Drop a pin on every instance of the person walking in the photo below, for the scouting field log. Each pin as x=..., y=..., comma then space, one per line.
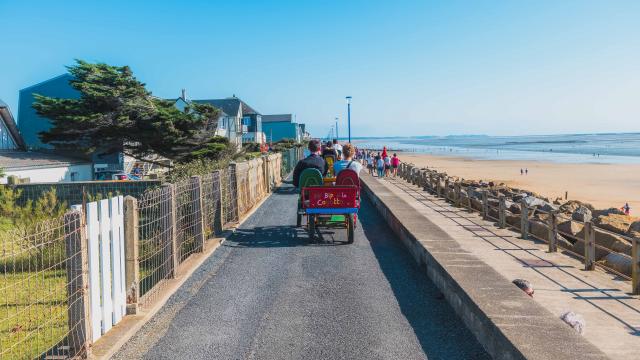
x=348, y=162
x=380, y=166
x=387, y=166
x=395, y=162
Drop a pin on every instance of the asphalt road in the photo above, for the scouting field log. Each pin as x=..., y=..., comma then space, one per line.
x=271, y=293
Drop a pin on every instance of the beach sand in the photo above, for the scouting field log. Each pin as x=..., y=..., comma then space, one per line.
x=602, y=185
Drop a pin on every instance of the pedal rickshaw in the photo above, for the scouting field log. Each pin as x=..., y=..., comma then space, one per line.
x=330, y=204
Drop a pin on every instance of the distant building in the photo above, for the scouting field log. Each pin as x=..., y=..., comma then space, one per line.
x=238, y=121
x=31, y=165
x=281, y=126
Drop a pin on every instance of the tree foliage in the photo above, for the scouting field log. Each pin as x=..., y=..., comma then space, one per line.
x=115, y=112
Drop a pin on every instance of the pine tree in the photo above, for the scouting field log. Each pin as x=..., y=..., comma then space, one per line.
x=116, y=113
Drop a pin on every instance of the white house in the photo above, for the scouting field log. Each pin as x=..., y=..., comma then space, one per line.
x=31, y=165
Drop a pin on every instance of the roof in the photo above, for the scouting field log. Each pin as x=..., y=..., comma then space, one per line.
x=19, y=160
x=7, y=118
x=277, y=118
x=230, y=105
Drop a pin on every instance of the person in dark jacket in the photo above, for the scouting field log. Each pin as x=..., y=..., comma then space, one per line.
x=313, y=161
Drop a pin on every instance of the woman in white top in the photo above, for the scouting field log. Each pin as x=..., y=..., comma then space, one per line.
x=348, y=162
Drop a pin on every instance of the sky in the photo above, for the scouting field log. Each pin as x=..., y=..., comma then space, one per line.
x=412, y=67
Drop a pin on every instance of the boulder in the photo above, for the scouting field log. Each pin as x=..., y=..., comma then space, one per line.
x=582, y=213
x=570, y=227
x=614, y=222
x=571, y=206
x=609, y=211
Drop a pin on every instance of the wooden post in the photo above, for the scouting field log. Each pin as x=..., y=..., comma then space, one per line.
x=589, y=246
x=635, y=266
x=131, y=266
x=502, y=211
x=218, y=221
x=524, y=219
x=446, y=188
x=77, y=283
x=171, y=230
x=485, y=204
x=552, y=223
x=198, y=214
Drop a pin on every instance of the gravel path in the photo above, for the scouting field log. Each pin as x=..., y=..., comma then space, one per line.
x=270, y=293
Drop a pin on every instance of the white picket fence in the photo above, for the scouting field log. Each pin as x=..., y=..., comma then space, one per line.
x=105, y=237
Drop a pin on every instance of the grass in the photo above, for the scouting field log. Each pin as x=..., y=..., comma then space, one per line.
x=33, y=313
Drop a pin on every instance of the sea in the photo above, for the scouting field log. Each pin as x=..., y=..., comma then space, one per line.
x=617, y=148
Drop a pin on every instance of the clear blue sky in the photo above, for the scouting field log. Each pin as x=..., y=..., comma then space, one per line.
x=413, y=67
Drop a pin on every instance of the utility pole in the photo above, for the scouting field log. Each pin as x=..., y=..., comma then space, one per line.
x=349, y=116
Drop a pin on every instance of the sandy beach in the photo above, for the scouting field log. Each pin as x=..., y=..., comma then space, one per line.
x=602, y=185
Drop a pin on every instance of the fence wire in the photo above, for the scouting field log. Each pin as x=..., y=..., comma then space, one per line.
x=40, y=286
x=155, y=231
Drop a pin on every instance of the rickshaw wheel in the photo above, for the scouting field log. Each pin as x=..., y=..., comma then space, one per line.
x=311, y=219
x=350, y=229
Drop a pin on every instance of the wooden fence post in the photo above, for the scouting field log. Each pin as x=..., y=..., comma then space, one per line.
x=553, y=231
x=218, y=221
x=589, y=246
x=131, y=265
x=77, y=283
x=502, y=211
x=198, y=214
x=485, y=204
x=635, y=267
x=524, y=219
x=171, y=229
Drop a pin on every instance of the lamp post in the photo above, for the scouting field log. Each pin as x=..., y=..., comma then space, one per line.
x=349, y=116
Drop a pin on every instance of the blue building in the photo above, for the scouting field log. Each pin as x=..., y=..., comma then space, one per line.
x=29, y=123
x=281, y=126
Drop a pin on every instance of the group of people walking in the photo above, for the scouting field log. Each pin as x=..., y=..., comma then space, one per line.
x=380, y=163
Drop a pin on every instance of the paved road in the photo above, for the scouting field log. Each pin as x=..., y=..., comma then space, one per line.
x=271, y=293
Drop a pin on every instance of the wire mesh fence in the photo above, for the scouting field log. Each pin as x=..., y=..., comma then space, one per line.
x=155, y=232
x=40, y=286
x=188, y=217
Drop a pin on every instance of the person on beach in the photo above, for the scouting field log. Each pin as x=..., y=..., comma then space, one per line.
x=626, y=209
x=338, y=148
x=313, y=161
x=395, y=162
x=370, y=164
x=387, y=166
x=348, y=162
x=380, y=166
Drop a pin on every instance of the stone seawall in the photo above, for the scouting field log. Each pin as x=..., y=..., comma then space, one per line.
x=505, y=321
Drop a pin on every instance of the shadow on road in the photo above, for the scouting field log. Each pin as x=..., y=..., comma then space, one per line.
x=281, y=236
x=440, y=332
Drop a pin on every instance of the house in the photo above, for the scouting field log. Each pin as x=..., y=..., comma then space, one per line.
x=16, y=161
x=238, y=121
x=281, y=126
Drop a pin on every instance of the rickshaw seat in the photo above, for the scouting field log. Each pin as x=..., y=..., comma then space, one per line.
x=348, y=177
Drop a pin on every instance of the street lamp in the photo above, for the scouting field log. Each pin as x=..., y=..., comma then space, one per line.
x=349, y=116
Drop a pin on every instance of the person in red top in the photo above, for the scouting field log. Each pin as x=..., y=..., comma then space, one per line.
x=395, y=162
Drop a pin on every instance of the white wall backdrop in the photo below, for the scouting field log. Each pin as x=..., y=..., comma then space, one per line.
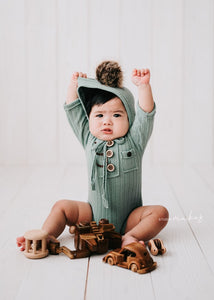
x=43, y=41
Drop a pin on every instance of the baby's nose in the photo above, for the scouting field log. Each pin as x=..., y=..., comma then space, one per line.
x=107, y=121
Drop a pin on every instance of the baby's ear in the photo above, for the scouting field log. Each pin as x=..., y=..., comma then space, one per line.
x=110, y=73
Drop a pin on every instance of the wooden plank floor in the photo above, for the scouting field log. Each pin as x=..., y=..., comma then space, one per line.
x=184, y=272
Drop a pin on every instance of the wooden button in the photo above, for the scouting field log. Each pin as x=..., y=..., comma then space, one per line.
x=110, y=167
x=109, y=153
x=110, y=143
x=129, y=154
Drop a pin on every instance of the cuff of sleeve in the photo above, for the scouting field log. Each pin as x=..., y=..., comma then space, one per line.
x=150, y=114
x=72, y=104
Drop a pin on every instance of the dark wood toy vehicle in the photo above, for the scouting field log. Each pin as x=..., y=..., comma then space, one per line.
x=90, y=238
x=133, y=256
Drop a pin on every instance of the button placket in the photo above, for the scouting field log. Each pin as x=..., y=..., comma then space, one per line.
x=109, y=154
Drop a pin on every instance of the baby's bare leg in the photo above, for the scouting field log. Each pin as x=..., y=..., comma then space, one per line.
x=144, y=223
x=66, y=212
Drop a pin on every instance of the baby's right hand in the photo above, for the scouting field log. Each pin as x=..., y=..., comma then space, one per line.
x=72, y=88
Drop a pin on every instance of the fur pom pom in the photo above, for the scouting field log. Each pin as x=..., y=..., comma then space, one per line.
x=110, y=73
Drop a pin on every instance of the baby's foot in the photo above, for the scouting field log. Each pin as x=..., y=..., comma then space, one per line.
x=20, y=241
x=128, y=239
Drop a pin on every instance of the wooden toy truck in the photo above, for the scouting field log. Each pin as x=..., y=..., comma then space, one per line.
x=90, y=238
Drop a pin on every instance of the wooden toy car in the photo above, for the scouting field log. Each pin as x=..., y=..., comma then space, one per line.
x=90, y=238
x=133, y=256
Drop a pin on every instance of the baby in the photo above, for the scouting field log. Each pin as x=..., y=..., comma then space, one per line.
x=102, y=115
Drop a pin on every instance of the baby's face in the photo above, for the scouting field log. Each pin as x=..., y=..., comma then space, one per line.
x=109, y=121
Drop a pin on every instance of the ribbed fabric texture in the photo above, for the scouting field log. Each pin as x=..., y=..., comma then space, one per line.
x=113, y=195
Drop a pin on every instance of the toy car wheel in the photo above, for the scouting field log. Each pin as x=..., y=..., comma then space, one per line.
x=110, y=261
x=134, y=268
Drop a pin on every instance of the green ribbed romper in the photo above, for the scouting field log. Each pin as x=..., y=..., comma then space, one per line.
x=115, y=177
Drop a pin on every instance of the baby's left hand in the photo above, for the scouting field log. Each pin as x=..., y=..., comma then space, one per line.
x=140, y=76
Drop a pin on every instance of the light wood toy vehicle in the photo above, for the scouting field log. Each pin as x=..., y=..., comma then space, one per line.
x=89, y=238
x=133, y=256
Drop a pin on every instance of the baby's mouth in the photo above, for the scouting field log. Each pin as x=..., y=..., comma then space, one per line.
x=107, y=131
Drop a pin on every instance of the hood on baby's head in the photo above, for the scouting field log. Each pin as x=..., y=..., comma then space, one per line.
x=109, y=78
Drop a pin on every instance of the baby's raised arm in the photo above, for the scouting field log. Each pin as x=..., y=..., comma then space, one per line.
x=73, y=85
x=141, y=79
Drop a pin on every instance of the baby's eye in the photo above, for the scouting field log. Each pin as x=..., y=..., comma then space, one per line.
x=117, y=115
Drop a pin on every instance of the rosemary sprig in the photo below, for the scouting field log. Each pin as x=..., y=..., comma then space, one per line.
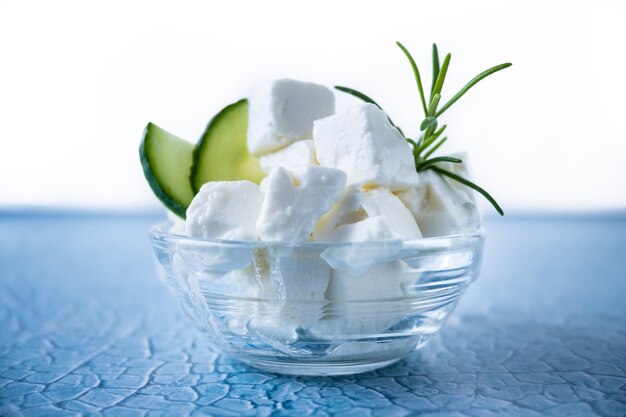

● ● ●

● **REQUIRED TASK**
Write out again, with no changes, the lines from the one containing "Drop a pin on every instance of the distant" up to and including the one containing "x=412, y=67".

● **RESPONSE TO THIS EXERCISE**
Drop a pin on every instance of the distant building in the photo above, for the scouting field log. Each pin as x=..., y=..., comma then space, one per line.
x=238, y=121
x=31, y=165
x=281, y=126
Drop a pin on every instance of the tree foliage in the photo above, for the scouting field log. Each pin as x=..., y=..., comma then space, one per line.
x=115, y=112
Drop a pin on every instance of the pine tree in the photo above, for the scouting field log. Each pin as x=..., y=..., comma then space, one per line.
x=116, y=113
Drop a pin on every instance of the white house in the photo above, for the scouting field log. Each pin as x=..., y=..., comma then space, one per line.
x=31, y=165
Drop a pin on every instance of the roof in the photo above, for the scouting field log. Each pin as x=..., y=..., comma then space, one per line.
x=19, y=160
x=7, y=118
x=277, y=118
x=230, y=105
Drop a pin on every instance of the person in dark jacket in the photo above, for the scouting field log. Each pin as x=..., y=..., comma then space, one per line.
x=313, y=161
Drop a pin on every instance of the woman in white top in the photo above, for the scouting field log. Each pin as x=..., y=..., comma then space, one per line.
x=348, y=162
Drop a pin on every instance of the sky in the photo above, for the scouting field log. Each pin as x=..., y=..., comma then space, one per line.
x=412, y=67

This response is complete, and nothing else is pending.